EXCERPT PROVIDED ::
-- Opening Marker --

Published: (Updated: ) in Australian News by .

Experts are calling for those on remand while awaiting trial in NSW to be released from custody to ease overcrowding in prisons amid the coronavirus pandemic.

Overcrowded NSW prisons could become incubators for COVID-19 just like cruise ships, experts warn, as they call for people awaiting trial to be released.

UNSW criminology professor Eileen Baldry says it's impossible for the government to ensure safe physical distancing in the state's overflowing prisons, so any COVID-19 infection would spread like wildfire.

"Just like cruise ships, people in prisons are living so closely together they (jails) could easily become incubators," Prof. Baldry said.

Staff escort prisoners through a prison in Australia.

The NSW government passed laws last week giving the Corrective Services commissioner the power to grant conditional parole to low-risk offenders where necessary.

About 30 per cent of NSW prisoners are on remand awaiting their day in court.

-- Closing Marker --

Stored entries
-- Opening Marker --

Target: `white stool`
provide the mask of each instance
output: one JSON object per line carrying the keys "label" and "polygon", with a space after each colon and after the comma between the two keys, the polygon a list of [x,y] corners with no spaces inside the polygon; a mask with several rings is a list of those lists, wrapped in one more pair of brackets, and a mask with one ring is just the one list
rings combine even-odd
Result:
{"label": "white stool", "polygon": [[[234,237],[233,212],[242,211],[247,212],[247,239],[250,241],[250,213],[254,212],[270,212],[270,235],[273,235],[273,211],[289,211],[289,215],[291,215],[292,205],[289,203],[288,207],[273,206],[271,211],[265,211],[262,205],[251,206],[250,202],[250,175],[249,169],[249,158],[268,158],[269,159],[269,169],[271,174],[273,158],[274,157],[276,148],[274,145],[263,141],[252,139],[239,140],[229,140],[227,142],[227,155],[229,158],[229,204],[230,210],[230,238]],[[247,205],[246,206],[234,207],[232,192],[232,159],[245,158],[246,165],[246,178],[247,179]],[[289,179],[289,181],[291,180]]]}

-- Closing Marker --

WORK INSTRUCTION ::
Update the excerpt on NSW prisons from "Experts are calling" to "spread like wildfire.", putting "outbreak" in place of "pandemic".

RESPONSE BOX ::
Experts are calling for those on remand while awaiting trial in NSW to be released from custody to ease overcrowding in prisons amid the coronavirus outbreak.

Overcrowded NSW prisons could become incubators for COVID-19 just like cruise ships, experts warn, as they call for people awaiting trial to be released.

UNSW criminology professor Eileen Baldry says it's impossible for the government to ensure safe physical distancing in the state's overflowing prisons, so any COVID-19 infection would spread like wildfire.